─── Source data ───

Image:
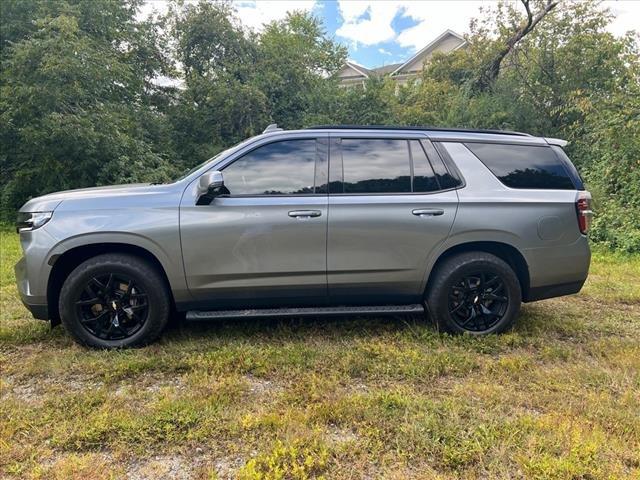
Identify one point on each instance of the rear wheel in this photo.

───
─── Source data ───

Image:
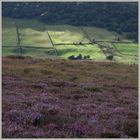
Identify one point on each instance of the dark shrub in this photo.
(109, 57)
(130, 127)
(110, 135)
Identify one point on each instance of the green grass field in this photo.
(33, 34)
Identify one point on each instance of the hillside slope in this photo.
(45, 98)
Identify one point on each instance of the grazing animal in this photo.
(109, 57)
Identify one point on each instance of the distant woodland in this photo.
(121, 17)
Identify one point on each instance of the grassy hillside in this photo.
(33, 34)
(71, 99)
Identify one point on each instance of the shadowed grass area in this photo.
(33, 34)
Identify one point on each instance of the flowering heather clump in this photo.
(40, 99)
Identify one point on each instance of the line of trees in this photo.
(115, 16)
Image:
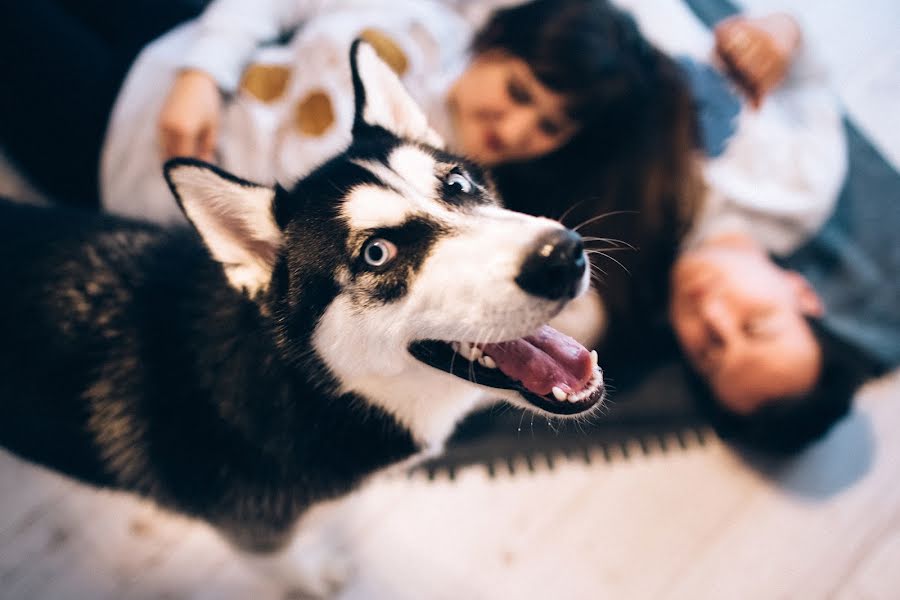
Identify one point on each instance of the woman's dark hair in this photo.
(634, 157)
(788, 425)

───

Goal: Find every line in the records above that contains the word "Identify", matching case exactly, and copy each of those lines.

Task answer:
Identify one point on each instance of the rear wheel in this photo.
Identify one point on each instance of the dark shrub in this photo.
Identify one point on each instance of the green grass field in this photo.
Identify one point on each instance of the hillside slope in this photo.
Identify one point on each instance of the grazing animal in this photo.
Identify one point on each instance of the distant woodland in this photo.
Identify one point on each instance of the grassy hillside in this photo.
Identify one point on each instance of the shadowed grass area in this photo.
Identify one point on each instance of the flowering heather clump in this photo.
Identify one point on each instance of the line of trees in this photo.
Identify one point on each instance of the woman's dark hair in this photo.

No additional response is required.